■ Tarefas a resolver ■
(a) No trecho sobre Educação Artística, a que a música convida o ouvido?
(b) Diga se cada afirmação abaixo concorda com o trecho sobre Educação Artística, respondendo sim ou não e citando as palavras do trecho que decidem: (i) a dança e a representação cênica aguçam a sensibilidade e a expressão; (ii) são as artes plásticas que devolvem o leitor ao mundo de forma violenta ou gentil; (iii) sugere-se o contato com obras de arte de um único estilo.
== Trecho do documento
É com base nesses critérios que se defende a importância de investir num trabalho consistente de Educação Artística. Para fazer com que os alunos fiquem sensíveis às diferentes formas já existentes, constituídas ao longo história (critérios 1, 3 e 4) e, ao mesmo tempo desenhe sua forma de apropriação e fruição estética (critérios 2 e 5), sugerimos o contato e a experimentação com obras de arte de variados matizes, vivenciando-as, estudando-as, avançando a reflexão do fazer artístico.

Todos os modos de expressão artística participam desse movimento: as artes plásticas oferecem imagens que devolvem a gente para o mundo com outros olhos; a música permeia todo o trabalho, convidando o ouvido a perceber os sons e a fazer sons – sentir a música é deixá-la conduzir corpo em movimentos; a dança e a representação cênica disciplinam o corpo em liberdade, aguçam a sensibilidade e a expressão, proporcionando novos saberes das formas nossas e dos outros. A palavra, em sua poesia, provoca emoção e razão, devolvendo violenta ou gentilmente o leitor ao mundo.
====
== Dados apresentados
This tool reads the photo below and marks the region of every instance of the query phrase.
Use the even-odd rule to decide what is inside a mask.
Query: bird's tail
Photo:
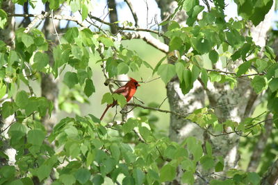
[[[106,113],[107,110],[109,109],[110,107],[111,107],[111,105],[107,105],[106,108],[105,109],[104,113],[103,113],[102,115],[101,115],[101,117],[100,117],[100,120],[101,120],[101,121],[102,118],[104,117],[105,114]]]

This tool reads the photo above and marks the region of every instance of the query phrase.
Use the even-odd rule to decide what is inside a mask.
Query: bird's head
[[[135,80],[135,79],[133,79],[132,78],[130,78],[130,79],[131,80],[129,80],[129,82],[130,84],[131,84],[132,85],[134,85],[136,87],[136,89],[137,89],[138,87],[140,86],[140,84],[138,83],[138,82],[136,81],[136,80]]]

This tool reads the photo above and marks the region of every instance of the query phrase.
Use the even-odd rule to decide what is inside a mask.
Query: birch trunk
[[[170,0],[156,1],[161,10],[162,19],[174,12],[177,6],[177,2]],[[259,46],[263,47],[265,44],[266,33],[270,28],[270,20],[272,16],[273,7],[270,13],[265,16],[265,20],[258,26],[251,28],[251,33],[254,42]],[[175,21],[182,24],[185,15],[177,14]],[[166,41],[167,42],[167,41]],[[218,62],[220,63],[220,62]],[[228,67],[228,71],[234,71],[234,69],[241,64],[240,62],[232,62],[232,65]],[[226,70],[226,66],[218,65],[217,69]],[[228,84],[210,83],[207,89],[203,88],[199,82],[195,82],[194,87],[186,95],[181,93],[179,88],[179,80],[174,78],[167,85],[167,94],[171,111],[188,113],[195,109],[204,107],[204,99],[207,98],[211,107],[218,107],[215,109],[220,123],[227,120],[237,122],[242,121],[245,117],[252,114],[257,96],[254,92],[250,81],[245,78],[237,79],[237,85],[234,89],[231,89]],[[170,137],[177,142],[181,142],[189,136],[194,136],[205,143],[206,141],[211,143],[213,147],[213,153],[215,156],[222,156],[224,159],[224,172],[227,169],[236,168],[239,159],[238,143],[240,136],[231,134],[229,135],[212,136],[204,132],[195,123],[185,120],[184,118],[177,117],[175,115],[170,116]],[[204,172],[200,172],[201,176],[206,176]],[[215,178],[220,178],[215,176]],[[196,184],[204,184],[204,181],[197,179]],[[181,184],[177,179],[172,184]]]

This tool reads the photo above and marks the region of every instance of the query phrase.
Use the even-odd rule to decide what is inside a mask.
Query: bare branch
[[[154,38],[149,33],[145,32],[123,32],[121,35],[124,37],[124,39],[142,39],[149,45],[165,53],[169,52],[169,46],[161,42],[159,39]]]
[[[24,33],[28,33],[31,30],[31,29],[35,26],[35,25],[37,24],[38,21],[42,21],[43,19],[45,19],[45,17],[49,16],[49,15],[50,12],[44,12],[44,14],[40,14],[38,16],[36,16],[35,19],[25,28]]]
[[[95,17],[92,15],[89,15],[89,17],[91,19],[93,19],[96,21],[98,21],[99,22],[103,23],[104,24],[106,24],[108,26],[113,26],[115,25],[114,23],[111,23],[111,22],[107,22],[104,20],[101,20],[99,17]],[[145,28],[125,28],[125,27],[122,27],[122,26],[118,26],[119,30],[133,30],[133,31],[145,31],[145,32],[149,32],[149,33],[153,33],[155,34],[157,34],[158,35],[161,35],[161,34],[156,30],[150,30],[150,29],[145,29]]]
[[[41,17],[42,16],[44,16],[44,18],[51,18],[52,17],[52,16],[50,15],[50,12],[48,12],[48,14],[47,14],[47,12],[45,12],[44,15],[42,15],[42,14],[8,14],[8,16],[9,16],[9,17]],[[54,15],[53,17],[53,19],[58,19],[58,20],[72,21],[76,22],[77,24],[79,24],[81,27],[88,27],[86,25],[83,24],[82,23],[82,21],[79,20],[76,17],[70,16],[70,15]],[[40,20],[40,19],[41,19],[39,18],[38,20]]]
[[[231,75],[236,75],[236,73],[235,72],[229,72],[229,71],[221,71],[219,69],[206,69],[207,71],[215,71],[215,72],[218,72],[218,73],[225,73],[225,74],[231,74]],[[246,74],[246,75],[241,75],[239,77],[245,77],[245,76],[256,76],[256,75],[264,75],[263,73],[253,73],[253,74]]]
[[[54,28],[54,29],[55,34],[56,34],[56,36],[57,36],[57,39],[58,39],[58,41],[59,42],[59,44],[61,44],[61,42],[60,42],[60,40],[59,35],[58,35],[58,33],[57,33],[56,26],[55,26],[55,24],[54,24],[54,19],[53,19],[53,17],[54,17],[54,15],[53,15],[53,10],[51,10],[51,21],[52,21],[52,26],[53,26],[53,28]]]
[[[131,14],[132,14],[132,16],[133,17],[134,21],[135,21],[135,26],[136,27],[138,27],[139,26],[139,25],[138,25],[138,17],[137,16],[137,14],[136,14],[136,12],[135,11],[135,9],[134,9],[133,6],[132,6],[132,3],[131,3],[131,1],[130,0],[124,0],[124,1],[126,1],[127,6],[129,7],[129,9],[131,11]]]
====
■ Respostas por tarefa ■
(a) A perceber os sons e a fazer sons.

(b)
(i) Sim: "a dança e a representação cênica disciplinam o corpo em liberdade, aguçam a sensibilidade e a expressão".
(ii) Não: "A palavra, em sua poesia, provoca emoção e razão, devolvendo violenta ou gentilmente o leitor ao mundo".
(iii) Não: "sugerimos o contato e a experimentação com obras de arte de variados matizes".